◆ TASK GOAL: Determine how many lines of the records below contain the string "court", treating uppercase and lowercase letters as distinct. Reply with the number alone.

Records from a data source
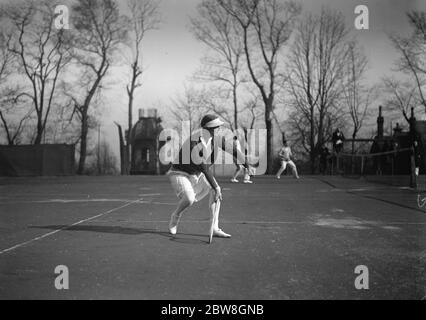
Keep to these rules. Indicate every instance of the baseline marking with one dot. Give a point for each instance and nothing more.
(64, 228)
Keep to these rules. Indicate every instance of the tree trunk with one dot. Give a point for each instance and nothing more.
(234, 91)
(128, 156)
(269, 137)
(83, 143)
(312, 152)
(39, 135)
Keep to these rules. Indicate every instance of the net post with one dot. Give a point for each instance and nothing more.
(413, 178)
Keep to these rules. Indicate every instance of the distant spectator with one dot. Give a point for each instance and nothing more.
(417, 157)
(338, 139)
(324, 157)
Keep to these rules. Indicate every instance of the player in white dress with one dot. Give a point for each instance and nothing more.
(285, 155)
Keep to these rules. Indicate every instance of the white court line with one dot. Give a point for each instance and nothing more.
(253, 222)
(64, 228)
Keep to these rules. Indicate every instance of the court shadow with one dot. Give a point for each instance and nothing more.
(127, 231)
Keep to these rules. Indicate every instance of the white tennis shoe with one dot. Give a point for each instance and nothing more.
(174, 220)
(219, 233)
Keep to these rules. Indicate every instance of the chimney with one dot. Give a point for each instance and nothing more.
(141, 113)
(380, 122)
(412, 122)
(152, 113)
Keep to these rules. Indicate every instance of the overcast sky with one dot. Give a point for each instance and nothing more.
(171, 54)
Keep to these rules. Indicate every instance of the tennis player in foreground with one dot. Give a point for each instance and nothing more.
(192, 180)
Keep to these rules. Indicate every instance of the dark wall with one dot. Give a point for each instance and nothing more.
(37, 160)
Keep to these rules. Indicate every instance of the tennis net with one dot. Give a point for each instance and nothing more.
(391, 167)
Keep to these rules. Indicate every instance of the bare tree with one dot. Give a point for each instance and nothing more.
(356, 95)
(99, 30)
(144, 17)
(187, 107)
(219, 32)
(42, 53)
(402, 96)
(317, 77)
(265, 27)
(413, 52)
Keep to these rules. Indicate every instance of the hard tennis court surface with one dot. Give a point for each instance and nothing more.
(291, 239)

* * *

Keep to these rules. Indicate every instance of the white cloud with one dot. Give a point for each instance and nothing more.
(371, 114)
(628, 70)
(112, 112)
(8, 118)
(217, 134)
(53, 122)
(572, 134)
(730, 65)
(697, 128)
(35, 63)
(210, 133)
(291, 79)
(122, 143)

◆ SOLUTION: 3